**TEXTE PRÉSENTÉ**:
#####
Devant Monoprix au pied de Cadet-Roussel, le carrefour vous emmène dans un ailleurs, sur un chemin inexorablement. On quitte doucement la société de consommation qui nous abreuve et nous bouche les pores des sens de la perception. On change de lunettes malgré soi. De nouveaux regards naissent et font couler dans les veines des ondes, des fluides suscitant des impressions, des sentiments refoulés, nouveaux, comme une montée de sève brute, pas sucrée, au printemps. Qui vous extirpe d'un état de dormance.

Là, à côté de soi, tout à côté, se profilent d'autres univers, d'autres profils, d'autres vies, d'autres formes d'exercice de la condition humaine, si complexe et si riche. Tellement insondable, indicible, surprenante parfois.

Lundi soir, il ne faisait plus grand froid comme la semaine dernière. Mais l'humidité, la pluie glaçante en a fait frissonner plus d'un, transi, au cours de la maraude.

Les maraudes auprès des personnes SDF, ou tournées de rue, sont une forme de visite à domicile dans l'archéologie urbaine et celle de la nature multiformes. Participer à une maraude, c’est aller visiter ceux qui vivent dans la rue. Il y vivent non pas de manière statique, il faut balayer cette image du mendiant assis la casquette devant lui avec de rares pièces dans les replis.

Équipés entre autres d’un thermos de café ou thé et de sandwichs, de biscuits et quelques douceurs telles un mars, les bénévoles se déplacent de point en point en camionnette de la Croix-Rouge et en voiture puis attendent ou cherchent à rencontrer des personnes sans-abri. Qui sortent parfois du bois.

Le plus important murmure Bernard qui ne cache pas vouer de l'amour à ceux qu'il appelle ses amis avec fierté, est de prendre le temps de la rencontre : discuter, s’intéresser, écouter, partager autour d’une boisson chaude. Petit à petit, les langues se délient, une relation de confiance se crée. Lundi soir, Bernard a ainsi pris sous son aile un jeune qui venait de Lyon et était accablé. Il repartait à Lyon aujourd'hui.

Les tournées de rue sont aussi un moyen de lutter contre la solitude des personnes SDF, qui souffrent de leur exclusion, même s'ils ont fait ce choix et l'assument pleinement avec dignité. Les bénévoles sont comme des oiseaux sur la branche qui les raccroche encore à la société.
#####
**CONSIGNE DONNÉE A**: Remplacez « camionnette » par « fourgonnette » dans le texte sur les maraudes, en recopiant le passage qui commence à « Équipés entre autres » et se termine à « à Lyon aujourd'hui. ».
**CONSIGNE DONNÉE B**: D'après le texte sur les maraudes, de quelle ville venait le jeune que Bernard a pris sous son aile lundi soir ?
**CONSIGNE DONNÉE C**: Selon le texte sur les maraudes, que faut-il faire pour prendre le temps de la rencontre ? Énumérez toutes les actions citées.
Les entrées ne proviennent pas de la même source que le texte sur les maraudes.

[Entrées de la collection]
#####
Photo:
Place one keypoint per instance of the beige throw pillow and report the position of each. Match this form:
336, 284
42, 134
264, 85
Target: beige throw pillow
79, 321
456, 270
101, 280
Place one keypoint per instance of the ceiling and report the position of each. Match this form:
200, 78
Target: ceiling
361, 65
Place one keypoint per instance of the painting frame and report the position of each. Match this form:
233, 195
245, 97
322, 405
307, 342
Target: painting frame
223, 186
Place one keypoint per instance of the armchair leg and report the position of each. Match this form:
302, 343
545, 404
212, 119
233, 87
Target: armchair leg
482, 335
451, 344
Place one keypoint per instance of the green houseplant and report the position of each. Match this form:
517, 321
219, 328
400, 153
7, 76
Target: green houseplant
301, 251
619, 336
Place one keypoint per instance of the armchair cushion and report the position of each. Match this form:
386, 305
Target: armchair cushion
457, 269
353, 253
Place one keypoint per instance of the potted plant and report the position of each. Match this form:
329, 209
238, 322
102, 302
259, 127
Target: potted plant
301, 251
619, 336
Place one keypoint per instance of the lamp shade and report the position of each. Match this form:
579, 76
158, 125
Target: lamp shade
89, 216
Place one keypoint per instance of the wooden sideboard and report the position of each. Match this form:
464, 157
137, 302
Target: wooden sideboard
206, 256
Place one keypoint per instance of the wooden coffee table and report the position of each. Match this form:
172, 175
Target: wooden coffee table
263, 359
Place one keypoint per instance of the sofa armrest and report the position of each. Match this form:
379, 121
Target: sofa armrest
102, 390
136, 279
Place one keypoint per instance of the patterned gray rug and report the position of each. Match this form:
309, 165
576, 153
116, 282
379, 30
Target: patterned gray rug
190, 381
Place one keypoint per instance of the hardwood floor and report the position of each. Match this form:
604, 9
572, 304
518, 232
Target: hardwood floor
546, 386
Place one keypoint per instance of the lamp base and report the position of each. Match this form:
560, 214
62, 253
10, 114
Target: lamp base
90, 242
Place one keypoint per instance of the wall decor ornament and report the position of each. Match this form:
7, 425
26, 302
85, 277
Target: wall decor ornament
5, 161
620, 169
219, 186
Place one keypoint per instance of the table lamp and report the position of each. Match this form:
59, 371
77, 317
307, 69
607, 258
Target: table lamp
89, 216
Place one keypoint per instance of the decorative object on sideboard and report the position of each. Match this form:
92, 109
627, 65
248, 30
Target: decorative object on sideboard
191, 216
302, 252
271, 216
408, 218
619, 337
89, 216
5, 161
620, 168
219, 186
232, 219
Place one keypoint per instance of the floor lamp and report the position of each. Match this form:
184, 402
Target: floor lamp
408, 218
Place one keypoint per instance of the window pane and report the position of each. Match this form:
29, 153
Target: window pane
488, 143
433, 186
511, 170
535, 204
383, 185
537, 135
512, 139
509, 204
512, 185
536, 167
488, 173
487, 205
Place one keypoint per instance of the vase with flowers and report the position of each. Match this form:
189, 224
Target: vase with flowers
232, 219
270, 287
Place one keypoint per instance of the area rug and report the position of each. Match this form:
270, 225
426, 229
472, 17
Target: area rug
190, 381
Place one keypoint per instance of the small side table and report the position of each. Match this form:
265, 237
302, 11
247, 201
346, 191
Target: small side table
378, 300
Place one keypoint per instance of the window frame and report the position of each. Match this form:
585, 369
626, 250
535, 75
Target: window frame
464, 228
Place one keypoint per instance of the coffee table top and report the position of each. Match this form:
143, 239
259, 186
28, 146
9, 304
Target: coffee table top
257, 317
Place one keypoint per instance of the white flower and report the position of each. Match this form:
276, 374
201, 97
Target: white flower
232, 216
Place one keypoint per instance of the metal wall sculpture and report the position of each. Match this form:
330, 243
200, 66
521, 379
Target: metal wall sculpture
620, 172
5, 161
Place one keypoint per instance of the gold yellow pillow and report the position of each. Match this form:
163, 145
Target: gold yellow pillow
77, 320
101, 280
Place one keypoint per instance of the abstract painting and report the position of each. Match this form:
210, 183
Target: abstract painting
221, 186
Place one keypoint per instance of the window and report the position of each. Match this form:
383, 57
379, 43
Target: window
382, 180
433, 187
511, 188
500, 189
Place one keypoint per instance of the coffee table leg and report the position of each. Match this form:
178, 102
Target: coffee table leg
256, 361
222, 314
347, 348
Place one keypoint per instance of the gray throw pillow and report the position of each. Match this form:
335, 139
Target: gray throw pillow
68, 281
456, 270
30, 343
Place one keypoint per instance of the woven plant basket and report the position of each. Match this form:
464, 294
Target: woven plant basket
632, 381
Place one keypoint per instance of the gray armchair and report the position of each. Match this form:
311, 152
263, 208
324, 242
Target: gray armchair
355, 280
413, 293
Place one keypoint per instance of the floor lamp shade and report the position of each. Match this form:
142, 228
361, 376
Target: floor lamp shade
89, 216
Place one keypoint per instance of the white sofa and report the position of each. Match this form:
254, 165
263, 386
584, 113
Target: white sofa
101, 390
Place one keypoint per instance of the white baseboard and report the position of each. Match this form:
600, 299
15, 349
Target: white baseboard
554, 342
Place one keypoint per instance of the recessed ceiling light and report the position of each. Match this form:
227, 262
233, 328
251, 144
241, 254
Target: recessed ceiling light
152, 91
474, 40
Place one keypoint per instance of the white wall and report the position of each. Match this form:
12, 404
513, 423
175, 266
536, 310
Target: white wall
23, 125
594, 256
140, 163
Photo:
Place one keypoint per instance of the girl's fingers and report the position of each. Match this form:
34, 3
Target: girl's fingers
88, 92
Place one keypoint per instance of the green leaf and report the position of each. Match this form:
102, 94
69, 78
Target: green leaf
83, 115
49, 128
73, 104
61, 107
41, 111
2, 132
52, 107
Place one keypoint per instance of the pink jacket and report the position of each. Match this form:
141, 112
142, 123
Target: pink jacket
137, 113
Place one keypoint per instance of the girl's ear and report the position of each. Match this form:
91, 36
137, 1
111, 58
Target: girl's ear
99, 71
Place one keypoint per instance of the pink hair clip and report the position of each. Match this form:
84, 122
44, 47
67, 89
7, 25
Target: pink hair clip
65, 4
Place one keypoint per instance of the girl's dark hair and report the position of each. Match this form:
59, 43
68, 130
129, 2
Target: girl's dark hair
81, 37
#####
**RÉPONSE A**:
Équipés entre autres d’un thermos de café ou thé et de sandwichs, de biscuits et quelques douceurs telles un mars, les bénévoles se déplacent de point en point en fourgonnette de la Croix-Rouge et en voiture puis attendent ou cherchent à rencontrer des personnes sans-abri. Qui sortent parfois du bois.

Le plus important murmure Bernard qui ne cache pas vouer de l'amour à ceux qu'il appelle ses amis avec fierté, est de prendre le temps de la rencontre : discuter, s’intéresser, écouter, partager autour d’une boisson chaude. Petit à petit, les langues se délient, une relation de confiance se crée. Lundi soir, Bernard a ainsi pris sous son aile un jeune qui venait de Lyon et était accablé. Il repartait à Lyon aujourd'hui.

**RÉPONSE B**: Il venait de Lyon.

**RÉPONSE C**:
- discuter
- s'intéresser
- écouter
- partager autour d'une boisson chaude